_WHAT IS ASKED_
Edit the records from the line containing "Hi annotator — please examine the photo and mark every chimney" up to and including the line containing "69 225 93 243" by replacing "palm frond" with "palm leaf", with everything else unchanged. Reproduce only those lines, and omit the pictures.

_EXERCISE MATERIALS_

#####

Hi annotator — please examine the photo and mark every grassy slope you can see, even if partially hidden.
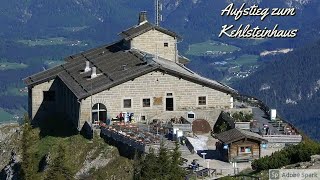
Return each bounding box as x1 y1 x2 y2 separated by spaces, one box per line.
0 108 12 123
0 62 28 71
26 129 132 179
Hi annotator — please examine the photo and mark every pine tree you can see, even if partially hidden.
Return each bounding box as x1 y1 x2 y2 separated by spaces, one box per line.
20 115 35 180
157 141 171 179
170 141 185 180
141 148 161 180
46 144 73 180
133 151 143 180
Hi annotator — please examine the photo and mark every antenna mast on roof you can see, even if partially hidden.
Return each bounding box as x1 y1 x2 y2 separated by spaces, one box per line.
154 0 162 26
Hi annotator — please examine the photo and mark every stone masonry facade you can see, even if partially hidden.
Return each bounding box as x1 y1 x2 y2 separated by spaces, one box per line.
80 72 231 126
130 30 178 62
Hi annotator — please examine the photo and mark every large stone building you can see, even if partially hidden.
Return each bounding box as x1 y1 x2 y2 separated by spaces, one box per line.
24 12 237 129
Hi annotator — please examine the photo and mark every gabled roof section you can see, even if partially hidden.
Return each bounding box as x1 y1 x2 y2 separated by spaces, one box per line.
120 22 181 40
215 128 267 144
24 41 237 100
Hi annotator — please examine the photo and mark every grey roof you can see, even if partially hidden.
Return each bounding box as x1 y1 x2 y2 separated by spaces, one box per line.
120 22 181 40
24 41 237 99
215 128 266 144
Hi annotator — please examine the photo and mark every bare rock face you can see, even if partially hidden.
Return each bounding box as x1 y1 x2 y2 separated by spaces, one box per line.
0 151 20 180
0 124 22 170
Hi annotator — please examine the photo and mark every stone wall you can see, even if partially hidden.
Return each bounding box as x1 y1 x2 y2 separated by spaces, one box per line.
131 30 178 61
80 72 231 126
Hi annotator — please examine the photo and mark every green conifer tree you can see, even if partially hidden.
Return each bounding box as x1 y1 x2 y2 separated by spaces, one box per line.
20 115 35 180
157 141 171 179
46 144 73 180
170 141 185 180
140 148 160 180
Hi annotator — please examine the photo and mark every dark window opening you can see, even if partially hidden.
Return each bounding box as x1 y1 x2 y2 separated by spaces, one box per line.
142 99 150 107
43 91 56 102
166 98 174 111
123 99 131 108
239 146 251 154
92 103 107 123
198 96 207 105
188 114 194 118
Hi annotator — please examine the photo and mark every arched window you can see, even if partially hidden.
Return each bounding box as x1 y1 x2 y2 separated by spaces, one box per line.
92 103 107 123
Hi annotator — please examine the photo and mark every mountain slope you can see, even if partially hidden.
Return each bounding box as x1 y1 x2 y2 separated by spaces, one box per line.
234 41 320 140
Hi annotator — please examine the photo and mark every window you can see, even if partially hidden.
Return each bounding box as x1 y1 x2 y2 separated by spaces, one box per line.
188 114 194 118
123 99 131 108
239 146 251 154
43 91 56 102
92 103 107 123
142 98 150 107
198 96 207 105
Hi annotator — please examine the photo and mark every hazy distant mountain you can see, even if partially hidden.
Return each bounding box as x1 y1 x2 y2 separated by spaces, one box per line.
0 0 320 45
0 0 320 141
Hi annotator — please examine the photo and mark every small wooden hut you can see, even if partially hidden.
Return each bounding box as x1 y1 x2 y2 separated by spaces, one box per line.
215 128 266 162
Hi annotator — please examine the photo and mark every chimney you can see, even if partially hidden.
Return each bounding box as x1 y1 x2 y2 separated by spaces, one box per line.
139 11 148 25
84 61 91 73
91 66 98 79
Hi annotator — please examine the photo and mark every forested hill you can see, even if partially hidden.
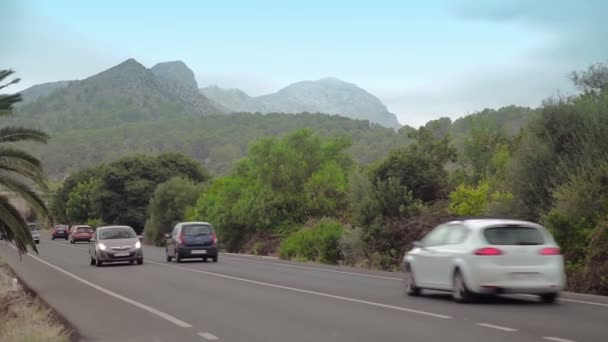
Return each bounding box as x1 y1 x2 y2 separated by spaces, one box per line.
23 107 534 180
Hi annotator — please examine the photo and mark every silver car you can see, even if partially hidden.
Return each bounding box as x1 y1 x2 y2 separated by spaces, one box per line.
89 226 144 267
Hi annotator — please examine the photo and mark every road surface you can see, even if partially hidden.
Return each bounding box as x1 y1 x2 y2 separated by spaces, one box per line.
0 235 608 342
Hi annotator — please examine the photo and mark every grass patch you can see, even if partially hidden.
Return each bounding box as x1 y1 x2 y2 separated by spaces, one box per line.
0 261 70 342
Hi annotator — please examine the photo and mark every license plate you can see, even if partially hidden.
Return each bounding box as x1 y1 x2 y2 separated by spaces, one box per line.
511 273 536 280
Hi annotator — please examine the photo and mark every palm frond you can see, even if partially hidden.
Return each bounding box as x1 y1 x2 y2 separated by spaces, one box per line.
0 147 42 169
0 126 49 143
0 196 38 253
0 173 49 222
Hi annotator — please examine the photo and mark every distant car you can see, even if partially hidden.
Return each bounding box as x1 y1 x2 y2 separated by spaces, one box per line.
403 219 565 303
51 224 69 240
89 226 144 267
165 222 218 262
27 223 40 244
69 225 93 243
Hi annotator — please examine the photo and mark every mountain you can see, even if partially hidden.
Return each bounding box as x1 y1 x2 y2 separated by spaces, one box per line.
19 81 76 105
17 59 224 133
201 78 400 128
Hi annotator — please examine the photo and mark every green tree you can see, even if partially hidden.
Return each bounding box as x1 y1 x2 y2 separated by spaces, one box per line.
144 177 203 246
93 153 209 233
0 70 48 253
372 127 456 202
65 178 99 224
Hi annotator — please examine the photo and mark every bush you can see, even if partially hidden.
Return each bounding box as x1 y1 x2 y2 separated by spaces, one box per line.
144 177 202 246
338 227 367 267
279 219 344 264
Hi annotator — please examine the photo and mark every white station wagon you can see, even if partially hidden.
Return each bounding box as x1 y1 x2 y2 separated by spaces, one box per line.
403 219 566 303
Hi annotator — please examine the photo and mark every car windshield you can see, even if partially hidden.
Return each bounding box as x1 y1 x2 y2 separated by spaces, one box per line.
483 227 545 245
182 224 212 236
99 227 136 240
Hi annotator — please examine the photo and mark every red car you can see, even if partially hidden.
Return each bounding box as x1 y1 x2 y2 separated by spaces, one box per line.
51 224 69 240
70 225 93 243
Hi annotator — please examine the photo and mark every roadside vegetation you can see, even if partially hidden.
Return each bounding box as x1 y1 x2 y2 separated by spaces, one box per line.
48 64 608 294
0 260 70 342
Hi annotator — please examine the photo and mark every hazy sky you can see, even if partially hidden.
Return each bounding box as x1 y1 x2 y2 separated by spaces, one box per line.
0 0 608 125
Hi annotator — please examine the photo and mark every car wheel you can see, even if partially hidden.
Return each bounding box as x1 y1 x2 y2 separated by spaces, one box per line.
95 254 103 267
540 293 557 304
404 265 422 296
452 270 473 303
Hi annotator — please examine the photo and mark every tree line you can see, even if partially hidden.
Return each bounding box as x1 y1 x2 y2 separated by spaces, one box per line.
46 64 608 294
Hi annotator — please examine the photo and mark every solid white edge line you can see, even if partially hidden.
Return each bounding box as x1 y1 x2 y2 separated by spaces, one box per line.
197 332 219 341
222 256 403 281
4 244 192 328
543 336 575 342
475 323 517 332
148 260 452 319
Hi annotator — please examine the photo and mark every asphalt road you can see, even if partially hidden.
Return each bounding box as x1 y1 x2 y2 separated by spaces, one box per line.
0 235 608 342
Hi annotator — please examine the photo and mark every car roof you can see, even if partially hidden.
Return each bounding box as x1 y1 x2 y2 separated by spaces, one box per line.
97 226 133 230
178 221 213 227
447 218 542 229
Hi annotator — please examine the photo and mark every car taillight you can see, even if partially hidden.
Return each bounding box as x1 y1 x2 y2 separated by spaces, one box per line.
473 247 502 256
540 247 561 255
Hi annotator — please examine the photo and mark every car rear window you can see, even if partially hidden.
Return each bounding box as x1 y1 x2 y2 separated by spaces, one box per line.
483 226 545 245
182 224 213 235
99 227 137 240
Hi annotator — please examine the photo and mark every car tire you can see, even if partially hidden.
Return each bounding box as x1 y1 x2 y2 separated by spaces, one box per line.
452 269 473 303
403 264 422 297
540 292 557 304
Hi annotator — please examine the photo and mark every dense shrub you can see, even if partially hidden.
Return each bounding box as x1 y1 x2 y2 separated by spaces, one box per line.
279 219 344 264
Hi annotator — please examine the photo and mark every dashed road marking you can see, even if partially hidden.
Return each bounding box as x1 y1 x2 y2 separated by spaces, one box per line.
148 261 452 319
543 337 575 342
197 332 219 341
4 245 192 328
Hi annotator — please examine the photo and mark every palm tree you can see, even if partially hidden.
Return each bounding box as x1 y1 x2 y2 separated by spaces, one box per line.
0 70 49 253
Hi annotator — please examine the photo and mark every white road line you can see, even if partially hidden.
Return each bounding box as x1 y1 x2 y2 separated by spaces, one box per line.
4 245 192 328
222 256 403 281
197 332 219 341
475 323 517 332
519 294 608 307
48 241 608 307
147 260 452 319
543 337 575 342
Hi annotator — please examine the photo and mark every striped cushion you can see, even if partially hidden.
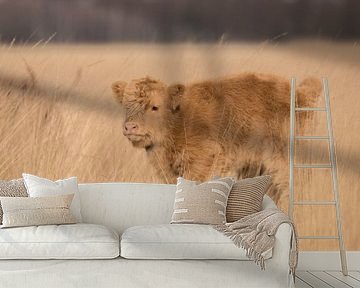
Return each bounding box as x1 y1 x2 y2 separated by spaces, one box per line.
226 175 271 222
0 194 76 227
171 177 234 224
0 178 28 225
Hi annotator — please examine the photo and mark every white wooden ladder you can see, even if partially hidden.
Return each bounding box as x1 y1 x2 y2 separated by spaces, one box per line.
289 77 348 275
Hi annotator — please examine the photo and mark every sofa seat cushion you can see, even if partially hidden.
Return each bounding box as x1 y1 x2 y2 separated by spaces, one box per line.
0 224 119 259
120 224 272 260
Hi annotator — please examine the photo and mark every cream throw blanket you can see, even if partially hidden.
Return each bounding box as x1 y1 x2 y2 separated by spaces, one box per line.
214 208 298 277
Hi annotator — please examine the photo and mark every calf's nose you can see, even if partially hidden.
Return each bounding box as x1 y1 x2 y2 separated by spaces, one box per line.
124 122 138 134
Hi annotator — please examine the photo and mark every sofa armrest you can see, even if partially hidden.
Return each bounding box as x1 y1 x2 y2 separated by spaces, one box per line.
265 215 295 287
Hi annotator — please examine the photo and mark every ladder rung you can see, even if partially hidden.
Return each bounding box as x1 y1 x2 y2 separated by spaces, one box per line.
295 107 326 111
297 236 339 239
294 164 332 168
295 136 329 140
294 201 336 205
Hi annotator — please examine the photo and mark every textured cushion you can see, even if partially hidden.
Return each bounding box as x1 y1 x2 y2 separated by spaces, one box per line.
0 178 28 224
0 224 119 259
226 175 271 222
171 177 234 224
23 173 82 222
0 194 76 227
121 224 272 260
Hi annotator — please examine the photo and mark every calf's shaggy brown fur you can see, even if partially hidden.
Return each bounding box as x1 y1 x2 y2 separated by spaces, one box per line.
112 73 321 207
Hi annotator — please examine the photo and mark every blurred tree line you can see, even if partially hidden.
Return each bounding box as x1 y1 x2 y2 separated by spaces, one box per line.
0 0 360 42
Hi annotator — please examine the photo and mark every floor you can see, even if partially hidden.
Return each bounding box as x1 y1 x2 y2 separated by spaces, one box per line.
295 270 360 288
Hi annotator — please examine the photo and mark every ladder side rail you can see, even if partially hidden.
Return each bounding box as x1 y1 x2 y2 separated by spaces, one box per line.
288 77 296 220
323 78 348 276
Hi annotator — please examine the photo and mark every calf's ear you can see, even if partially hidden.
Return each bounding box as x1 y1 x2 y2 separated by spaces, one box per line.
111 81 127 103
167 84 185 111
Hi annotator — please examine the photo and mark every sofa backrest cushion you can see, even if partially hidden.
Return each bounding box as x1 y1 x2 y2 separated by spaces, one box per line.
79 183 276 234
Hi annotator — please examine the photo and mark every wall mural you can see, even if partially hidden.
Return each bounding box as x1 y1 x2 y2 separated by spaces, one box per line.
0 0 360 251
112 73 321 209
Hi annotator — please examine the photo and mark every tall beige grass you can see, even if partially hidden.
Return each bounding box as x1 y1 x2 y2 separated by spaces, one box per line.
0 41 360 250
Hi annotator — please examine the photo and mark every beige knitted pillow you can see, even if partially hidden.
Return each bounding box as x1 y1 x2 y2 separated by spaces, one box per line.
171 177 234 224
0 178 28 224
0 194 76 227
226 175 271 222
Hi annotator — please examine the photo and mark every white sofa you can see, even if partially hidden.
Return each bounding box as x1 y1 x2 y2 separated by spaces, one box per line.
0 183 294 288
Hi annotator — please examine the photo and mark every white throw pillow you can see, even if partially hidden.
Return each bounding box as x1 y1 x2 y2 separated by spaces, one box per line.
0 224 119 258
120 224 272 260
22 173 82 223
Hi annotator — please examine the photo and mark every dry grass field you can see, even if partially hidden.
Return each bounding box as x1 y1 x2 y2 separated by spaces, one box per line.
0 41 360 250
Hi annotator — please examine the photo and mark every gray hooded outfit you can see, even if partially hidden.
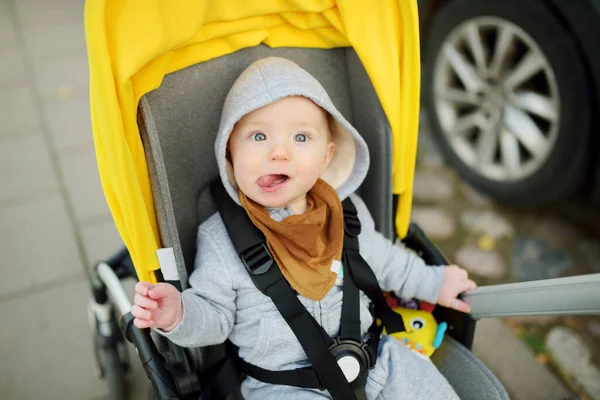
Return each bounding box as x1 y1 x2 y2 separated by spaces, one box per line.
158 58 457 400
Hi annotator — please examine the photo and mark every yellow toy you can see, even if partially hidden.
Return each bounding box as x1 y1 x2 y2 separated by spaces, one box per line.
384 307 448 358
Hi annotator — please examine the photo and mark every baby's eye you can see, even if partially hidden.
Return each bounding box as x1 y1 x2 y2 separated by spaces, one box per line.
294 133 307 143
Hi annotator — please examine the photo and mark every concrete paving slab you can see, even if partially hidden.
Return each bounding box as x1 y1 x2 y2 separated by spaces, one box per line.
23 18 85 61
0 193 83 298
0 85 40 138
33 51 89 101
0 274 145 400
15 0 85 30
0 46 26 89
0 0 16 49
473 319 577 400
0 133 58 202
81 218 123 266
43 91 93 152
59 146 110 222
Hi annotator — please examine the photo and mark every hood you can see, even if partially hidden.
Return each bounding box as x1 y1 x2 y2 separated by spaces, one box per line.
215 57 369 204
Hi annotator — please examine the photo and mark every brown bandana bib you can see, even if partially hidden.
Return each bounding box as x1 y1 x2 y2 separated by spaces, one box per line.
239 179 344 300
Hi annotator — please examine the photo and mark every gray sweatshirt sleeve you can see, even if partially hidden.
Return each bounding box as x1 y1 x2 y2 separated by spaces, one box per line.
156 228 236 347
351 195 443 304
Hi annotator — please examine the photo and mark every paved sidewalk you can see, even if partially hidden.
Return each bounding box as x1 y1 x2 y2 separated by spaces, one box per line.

#####

_TASK ANSWER_
Hi annotator — please examine the photo and mark every chimney you can see, even if partially hidden.
Return each bounding box as x1 y1 x2 y2 separated by spaces, one box per line.
139 11 148 25
84 61 91 73
91 66 98 79
Hi annotator — please examine the photo and mark every forested hill you can see, even if partially hidden.
Return each bounding box as x1 y1 x2 y2 separated by spaces, one box per line.
23 107 534 180
Hi annotator — please examine the photo and mark every silver car you can see, even if partially hidden.
Return each bounding box as x1 y1 x2 y2 separated by spaces, one box per line.
89 226 144 267
Hi annotator — please examine the photo and mark every road surface you can see, even if partially hidden.
Return each bounding box as x1 y1 x2 y2 separated by spaces, one box per line.
0 235 608 342
Hi annotator — please examine the photo and mark every grass patch you can see, even if partially hidden.
Return each bounding box as x1 y1 x2 y2 separated by spaces, one box per line.
0 261 70 342
Hi annotator — please examine the photo and mark every license plate you can see, even if partially hidden.
Return each bounding box as x1 y1 x2 y2 separated by spaces, one box per line.
511 273 536 280
Hi annotator — please examine the photo and mark every palm leaf you can see, even if partially hidden.
Return each bounding box as x1 y1 x2 y2 separated by spaces, one box per line.
0 147 42 169
0 126 49 143
0 196 38 253
0 173 49 222
Hi annotator — please examine the photo and mark every distant car you can see, even if partially hidden.
Return each bounding box as x1 y1 x2 y2 separated by spaces, one box per line.
403 219 565 303
51 224 69 240
89 226 144 267
165 222 218 262
27 223 40 244
69 225 93 243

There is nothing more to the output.